April 16, 2019 by Forimmediaterelease

Themed “Stimulating intra-Africa Travel through thought leadership,” the 2019 Africa Tourism Leadership Forum (ATLF) is the only Pan-African public-private tourism leadership dialogue platform that is convened, led, and hosted by Africans in Africa. The African Tourism Board is a strategic partner for the event.

The 2019 ATLF and Awards will be hosted by Durban KwaZulu-Natal Convention Bureau in Durban, under the auspices of the Provincial Government of KwaZulu-Natal, South Africa from August 29-30, 2019. It is convened by African Tourism Partners with the support of its key strategic partners including BDO South Africa, NEPAD, Africa Travel Associations (ATA) and Voyages Afriq.

According to Mr. Sihle Zikalala, Provincial Minister for Economic Development, Tourism and Environmental Affairs in the KwaZulu-Natal, gatherings like ATLF allow thought leaders in Africa to bring into the limelight exceptional industry developments and inspiring stakeholders who work hard to build a sustainable African travel and tourism industry.

# STORED RECORDS
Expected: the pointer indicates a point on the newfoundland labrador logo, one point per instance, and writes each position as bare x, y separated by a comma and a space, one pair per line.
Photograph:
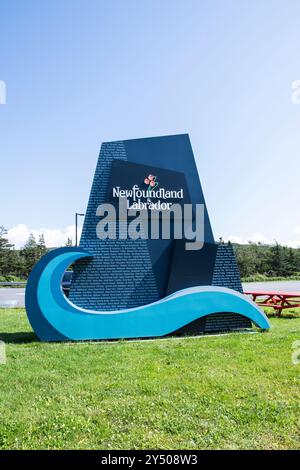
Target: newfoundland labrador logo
150, 198
151, 182
151, 213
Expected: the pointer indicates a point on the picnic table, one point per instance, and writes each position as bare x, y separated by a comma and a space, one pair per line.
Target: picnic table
277, 300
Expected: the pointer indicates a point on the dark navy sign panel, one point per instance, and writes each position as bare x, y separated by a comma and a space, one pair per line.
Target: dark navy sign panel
130, 273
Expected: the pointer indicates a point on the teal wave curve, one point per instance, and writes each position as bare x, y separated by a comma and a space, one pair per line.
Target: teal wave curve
55, 318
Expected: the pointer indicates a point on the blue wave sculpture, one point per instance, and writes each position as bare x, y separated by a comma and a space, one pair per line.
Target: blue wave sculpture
54, 318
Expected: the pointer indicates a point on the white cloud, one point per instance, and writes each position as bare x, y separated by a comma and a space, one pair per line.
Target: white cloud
19, 234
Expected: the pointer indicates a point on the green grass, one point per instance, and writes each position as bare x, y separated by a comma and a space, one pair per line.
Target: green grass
264, 278
236, 391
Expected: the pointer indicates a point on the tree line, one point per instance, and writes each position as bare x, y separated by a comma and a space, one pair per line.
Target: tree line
17, 264
254, 260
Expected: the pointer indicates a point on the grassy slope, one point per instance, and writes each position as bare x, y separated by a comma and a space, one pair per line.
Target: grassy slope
235, 391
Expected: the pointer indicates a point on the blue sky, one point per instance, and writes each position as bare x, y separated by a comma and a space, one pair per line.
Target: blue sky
79, 72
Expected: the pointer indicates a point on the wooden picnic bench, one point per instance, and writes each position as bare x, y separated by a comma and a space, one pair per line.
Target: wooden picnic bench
277, 300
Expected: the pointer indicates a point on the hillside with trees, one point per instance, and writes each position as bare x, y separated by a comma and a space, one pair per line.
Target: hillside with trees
255, 261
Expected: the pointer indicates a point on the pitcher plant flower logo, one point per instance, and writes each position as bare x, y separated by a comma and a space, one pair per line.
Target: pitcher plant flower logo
151, 182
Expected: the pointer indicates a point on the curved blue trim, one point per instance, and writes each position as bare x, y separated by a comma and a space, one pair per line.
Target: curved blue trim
55, 318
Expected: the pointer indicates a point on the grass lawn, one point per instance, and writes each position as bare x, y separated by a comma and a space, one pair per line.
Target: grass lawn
236, 391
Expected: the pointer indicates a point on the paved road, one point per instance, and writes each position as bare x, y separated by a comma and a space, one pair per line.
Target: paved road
12, 297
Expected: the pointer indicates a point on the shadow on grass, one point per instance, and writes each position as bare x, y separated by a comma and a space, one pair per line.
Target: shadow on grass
17, 338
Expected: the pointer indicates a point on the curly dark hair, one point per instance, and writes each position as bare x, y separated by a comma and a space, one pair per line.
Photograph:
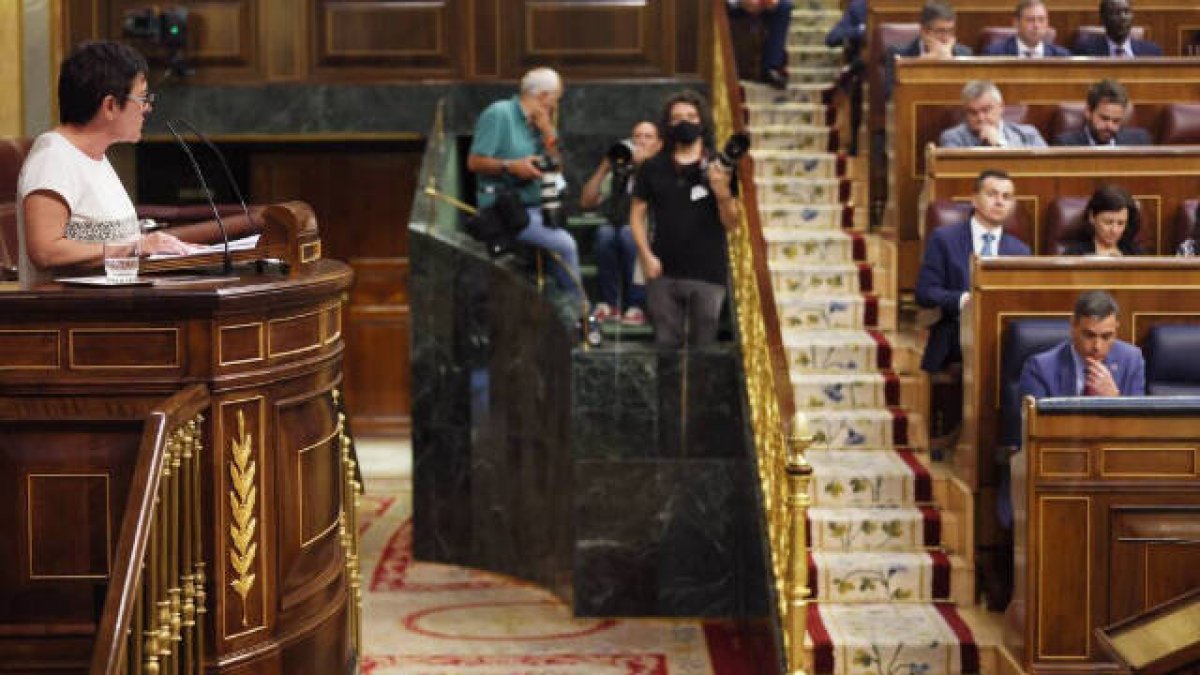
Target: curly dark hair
695, 100
1114, 198
93, 71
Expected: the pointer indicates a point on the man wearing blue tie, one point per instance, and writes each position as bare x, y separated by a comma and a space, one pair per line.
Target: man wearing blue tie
945, 276
1117, 40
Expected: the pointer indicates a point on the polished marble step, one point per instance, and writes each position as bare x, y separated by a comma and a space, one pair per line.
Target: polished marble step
893, 638
844, 390
880, 577
787, 114
835, 351
874, 529
802, 191
868, 478
807, 216
793, 163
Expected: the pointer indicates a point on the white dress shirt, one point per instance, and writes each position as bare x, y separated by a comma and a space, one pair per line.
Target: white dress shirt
1127, 46
978, 231
1026, 53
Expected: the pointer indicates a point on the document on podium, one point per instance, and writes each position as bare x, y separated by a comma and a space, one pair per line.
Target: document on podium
244, 244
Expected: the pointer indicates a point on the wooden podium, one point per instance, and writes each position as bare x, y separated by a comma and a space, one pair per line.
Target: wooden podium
79, 371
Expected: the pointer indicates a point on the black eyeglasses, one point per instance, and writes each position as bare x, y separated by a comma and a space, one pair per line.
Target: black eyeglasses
148, 99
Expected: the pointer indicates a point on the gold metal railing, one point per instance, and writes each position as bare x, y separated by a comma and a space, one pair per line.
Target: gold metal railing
155, 605
348, 525
784, 473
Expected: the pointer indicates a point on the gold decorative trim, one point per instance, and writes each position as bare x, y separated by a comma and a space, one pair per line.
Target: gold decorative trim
310, 252
1134, 315
262, 344
58, 350
73, 365
329, 21
1087, 578
108, 524
1189, 452
1072, 452
335, 317
243, 497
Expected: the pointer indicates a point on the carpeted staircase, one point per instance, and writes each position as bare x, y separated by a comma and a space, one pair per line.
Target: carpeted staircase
886, 554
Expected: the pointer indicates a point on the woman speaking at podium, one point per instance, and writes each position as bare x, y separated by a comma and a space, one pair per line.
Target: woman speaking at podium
103, 99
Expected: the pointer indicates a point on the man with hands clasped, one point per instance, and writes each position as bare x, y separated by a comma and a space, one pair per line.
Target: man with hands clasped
1092, 362
694, 202
983, 112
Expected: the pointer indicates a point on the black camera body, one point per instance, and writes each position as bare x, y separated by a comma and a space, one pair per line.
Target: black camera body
165, 33
733, 150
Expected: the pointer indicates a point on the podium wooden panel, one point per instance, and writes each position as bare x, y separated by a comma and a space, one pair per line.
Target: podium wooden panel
924, 85
78, 370
1107, 517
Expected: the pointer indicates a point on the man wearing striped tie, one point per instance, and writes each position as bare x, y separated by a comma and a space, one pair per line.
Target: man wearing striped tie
1032, 40
943, 281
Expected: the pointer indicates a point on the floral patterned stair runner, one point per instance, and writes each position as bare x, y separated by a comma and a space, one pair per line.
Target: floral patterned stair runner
880, 577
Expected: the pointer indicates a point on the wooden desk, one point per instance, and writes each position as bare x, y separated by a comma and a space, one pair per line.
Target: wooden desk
79, 368
1150, 291
1107, 523
925, 85
1162, 178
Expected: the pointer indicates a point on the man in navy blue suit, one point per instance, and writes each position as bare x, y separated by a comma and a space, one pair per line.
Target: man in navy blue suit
1032, 23
945, 280
937, 40
1116, 42
1108, 102
1092, 362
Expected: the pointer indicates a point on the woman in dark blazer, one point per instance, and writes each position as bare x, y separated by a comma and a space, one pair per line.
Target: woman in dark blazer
1110, 225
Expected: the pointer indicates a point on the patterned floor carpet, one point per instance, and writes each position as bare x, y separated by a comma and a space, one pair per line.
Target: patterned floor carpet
427, 619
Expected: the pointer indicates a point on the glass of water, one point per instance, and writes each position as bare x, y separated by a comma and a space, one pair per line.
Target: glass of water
121, 260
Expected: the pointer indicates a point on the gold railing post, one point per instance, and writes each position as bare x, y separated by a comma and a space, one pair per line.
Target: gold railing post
197, 543
349, 526
799, 475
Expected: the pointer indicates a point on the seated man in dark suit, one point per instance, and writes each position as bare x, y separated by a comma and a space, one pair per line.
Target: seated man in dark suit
945, 269
936, 41
1108, 102
984, 124
1092, 362
1117, 19
1032, 23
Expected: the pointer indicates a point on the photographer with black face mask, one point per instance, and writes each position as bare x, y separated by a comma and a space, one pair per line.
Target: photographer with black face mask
694, 202
611, 191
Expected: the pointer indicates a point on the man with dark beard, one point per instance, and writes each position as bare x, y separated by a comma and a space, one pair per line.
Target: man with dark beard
694, 201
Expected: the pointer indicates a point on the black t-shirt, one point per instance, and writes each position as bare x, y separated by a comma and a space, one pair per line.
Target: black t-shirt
689, 238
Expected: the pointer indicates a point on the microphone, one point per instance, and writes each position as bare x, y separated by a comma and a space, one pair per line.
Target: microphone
227, 267
225, 167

# EXERCISE 1
According to the forum announcement, on what dates will the 2019 Africa Tourism Leadership Forum take place?
# EXERCISE 2
Reproduce the forum announcement between "The 2019 ATLF" and "and Voyages Afriq.", inclusive.
Work from the forum announcement alone.

# EXERCISE SOLUTION 1
August 29-30, 2019.

# EXERCISE SOLUTION 2
The 2019 ATLF and Awards will be hosted by Durban KwaZulu-Natal Convention Bureau in Durban, under the auspices of the Provincial Government of KwaZulu-Natal, South Africa from August 29-30, 2019. It is convened by African Tourism Partners with the support of its key strategic partners including BDO South Africa, NEPAD, Africa Travel Associations (ATA) and Voyages Afriq.